Problems to solve:
1 - Transcribe everything in the Aaron Carroll profile below from "Dr. Carroll uses" down to "on medical myths.".
2 - According to the Aaron Carroll profile below, who started "The Incidental Economist" blog with Dr. Carroll?
3 - List the areas of health policy that the Aaron Carroll profile below names as a focus of his work.

Selected text:
^^^^^^^^

Regenstrief Institute vice president for faculty development Aaron Carroll, M.D., M.S., isn’t the typical academic writer. In addition to his research, Dr. Carroll makes it his mission to educate the public on important issues in healthcare. His effort was recently highlighted by John Russell in the Indianapolis Business Journal.
Dr. Carroll uses blogs, videos, newspaper columns and more to inform people. “I’m trying to place things in context, and trying to get people to have a better understanding of health research, health policy, and how all that informs health,” he told the IBJ.
Ten years ago, he started “The Incidental Economist” health services research blog with Austin Frakt, a health economist from Boston University. A few years later, Dr. Carroll started writing regularly for The New York Times section The Upshot. In addition, he runs the YouTube channel “Health Care Triage,” wrote the book “The Bad Food Bible: How and Why to Eat Sinfully,” and co-authored three more books on medical myths.
Writing isn’t Dr. Carroll’s only activity. He is a health services researcher with a keen interest in improving pediatric outcomes. His work focuses on the study of information technology to improve pediatric care and areas of health policy including physician malpractice, the pharmaceutical industry/physician relationship, and health care financing reform.
At Regenstrief, he leads the institute’s faculty development strategy. He is also a professor and vice chair for health outcomes research faculty development in the Department of Pediatrics at the Indiana University School of Medicine and director of the Center for Pediatric and Adolescent Comparative Effectiveness Research.

^^^^^^^^

Data excerpts:
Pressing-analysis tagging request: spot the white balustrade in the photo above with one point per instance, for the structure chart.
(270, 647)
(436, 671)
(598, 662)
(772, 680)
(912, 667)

^^^^^^^^

Solutions per task:
1 -
Dr. Carroll uses blogs, videos, newspaper columns and more to inform people. “I’m trying to place things in context, and trying to get people to have a better understanding of health research, health policy, and how all that informs health,” he told the IBJ.
Ten years ago, he started “The Incidental Economist” health services research blog with Austin Frakt, a health economist from Boston University. A few years later, Dr. Carroll started writing regularly for The New York Times section The Upshot. In addition, he runs the YouTube channel “Health Care Triage,” wrote the book “The Bad Food Bible: How and Why to Eat Sinfully,” and co-authored three more books on medical myths.

2 - Austin Frakt, a health economist from Boston University.

3 -
Physician malpractice
The pharmaceutical industry/physician relationship
Health care financing reform